#### EXERCISE TASKS
1 - In the emodiversity plotting code, which values does scale_x_discrete set as limits?
2 - List every column of df5 that the emodiversity plotting code maps to the x axis.
3 - Resume the emodiversity plotting code after its last line.

::: PAGE TEXT :::

Step 5: Plot Emodiversity

Plot Distributions

Positive Emodiversity (Gini coefficient, richness, Shannon’s entropy, Simpson’s index):

ggplot(df5,aes(x=pos_emodiv_g)) +
  geom_histogram(colour="black",fill="white") +
  xlab("Gini Coefficient (Positive)") + ylab("Count")

ggplot(df5,aes(x=pos_emodiv_r)) +
  geom_bar(colour="black",fill="white") +
  scale_x_discrete(limits=c(4,5)) +
  xlab("Richness (Positive)") + ylab("Count")

ggplot(df5,aes(x=pos_emodiv_h)) +
  geom_histogram(colour="black",fill="white") +
  xlab("Shannon's Entropy (Positive)") + ylab("Count")

ggplot(df5,aes(x=pos_emodiv_d)) +
  geom_histogram(colour="black",fill="white") +
  xlab("Simpson's Index (Positive)") + ylab("Count")

Negative Emodiversity (Gini coefficient, richness, Shannon’s entropy, Simpson’s index):

ggplot(df5,aes(x=neg_emodiv_g)) +
  geom_histogram(colour="black",fill="white") +
  xlab("Gini Coefficient (Negative)") + ylab("Count")

ggplot(df5,aes(x=neg_emodiv_r)) +
  geom_bar(colour="black",fill="white") +
  scale_x_discrete(limits=c(4,5)) +
  xlab("Simpson's Reciprocal (Negative)") + ylab("Count")

ggplot(df5,aes(x=neg_emodiv_h)) +
  geom_histogram(colour="black",fill="white") +
  xlab("Shannon's Entropy (Negative)") + ylab("Count")

::: AVAILABLE DATA :::

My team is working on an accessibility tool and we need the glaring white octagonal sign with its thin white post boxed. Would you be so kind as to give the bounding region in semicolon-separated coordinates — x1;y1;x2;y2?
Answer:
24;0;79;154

:::
::: AVAILABLE DATA :::

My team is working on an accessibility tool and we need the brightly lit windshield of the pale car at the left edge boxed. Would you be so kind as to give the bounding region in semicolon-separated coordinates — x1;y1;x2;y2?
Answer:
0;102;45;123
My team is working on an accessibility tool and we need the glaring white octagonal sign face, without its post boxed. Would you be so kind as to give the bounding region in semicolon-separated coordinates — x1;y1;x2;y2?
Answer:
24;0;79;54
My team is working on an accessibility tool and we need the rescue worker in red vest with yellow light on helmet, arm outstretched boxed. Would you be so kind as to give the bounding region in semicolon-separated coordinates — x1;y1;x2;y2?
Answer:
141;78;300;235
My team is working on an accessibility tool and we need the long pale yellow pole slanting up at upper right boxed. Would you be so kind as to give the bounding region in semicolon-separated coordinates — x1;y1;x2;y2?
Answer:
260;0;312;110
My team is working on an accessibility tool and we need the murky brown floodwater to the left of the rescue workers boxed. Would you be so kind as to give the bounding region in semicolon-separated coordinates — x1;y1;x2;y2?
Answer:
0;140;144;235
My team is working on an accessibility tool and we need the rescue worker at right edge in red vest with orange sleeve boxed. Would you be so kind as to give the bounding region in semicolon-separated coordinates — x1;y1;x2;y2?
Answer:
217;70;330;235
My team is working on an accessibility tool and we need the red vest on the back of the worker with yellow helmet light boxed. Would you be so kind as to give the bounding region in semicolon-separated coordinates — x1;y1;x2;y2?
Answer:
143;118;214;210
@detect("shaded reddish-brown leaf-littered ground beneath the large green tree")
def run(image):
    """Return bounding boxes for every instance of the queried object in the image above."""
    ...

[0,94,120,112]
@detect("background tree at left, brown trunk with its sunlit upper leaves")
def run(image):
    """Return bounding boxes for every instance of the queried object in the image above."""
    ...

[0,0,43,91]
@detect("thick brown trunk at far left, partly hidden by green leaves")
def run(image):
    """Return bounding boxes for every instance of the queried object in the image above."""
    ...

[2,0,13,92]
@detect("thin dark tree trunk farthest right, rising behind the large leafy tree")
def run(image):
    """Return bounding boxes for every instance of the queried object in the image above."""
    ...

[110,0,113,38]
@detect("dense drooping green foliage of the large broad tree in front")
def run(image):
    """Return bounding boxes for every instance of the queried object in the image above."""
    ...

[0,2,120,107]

:::

#### LIST OF ANSWERS
1 - 4 and 5

2 - pos_emodiv_g, pos_emodiv_r, pos_emodiv_h, pos_emodiv_d, neg_emodiv_g, neg_emodiv_r, neg_emodiv_h

3 -
ggplot(df5,aes(x=neg_emodiv_d)) +
  geom_histogram(colour="black",fill="white") +
  xlab("Simpson's Index (Negative)") + ylab("Count")

Plot the Emotional Ecosystem for each Individual

Set-up code:

vars_to_change <- c("enthusiastic_c","amused_c","proud_c","interested_c","calm_c",
                    "sad_c","ashamed_c","guilty_c","hostile_c","nervous_c")

    for(x in 1:length(vars_to_change)){
        curr_var = vars_to_change[x]
        new_var = paste(c(curr_var, "_cat"),collapse='')
        df1[,new_var] = recode(df1[,curr_var],"0=NA;1:4=x") 
    }

# Sets
    emotions_c <- c("id","enthusiastic_c","amused_c","proud_c","interested_c","calm_c",
                    "sad_c","ashamed_c","guilty_c","hostile_c","nervous_c") 
    
    emotions_cat <- c("id", "enthusiastic_c_cat", "amused_c_cat", "proud_c_cat", 
                      "interested_c_cat", "calm_c_cat", "sad_c_cat", "ashamed_c_cat", 
                      "guilty_c_cat", "hostile_c_cat", "nervous_c_cat")
    
# Melt datasets 
  emotions_c_melt <- melt(df1[emotions_c],id=c("id"))
  emotions_cat_melt <- melt(df1[emotions_cat],id=c("id"))
  
# Rename variables
  names(emotions_c_melt) <- c("id","EmotionLabel","EmotionValue")
  names(emotions_cat_melt) <- c("id","CategoryLabel","CategoryValue")
  
# Combine 
  emotions <- cbind(emotions_c_melt,emotions_cat_melt[2:3])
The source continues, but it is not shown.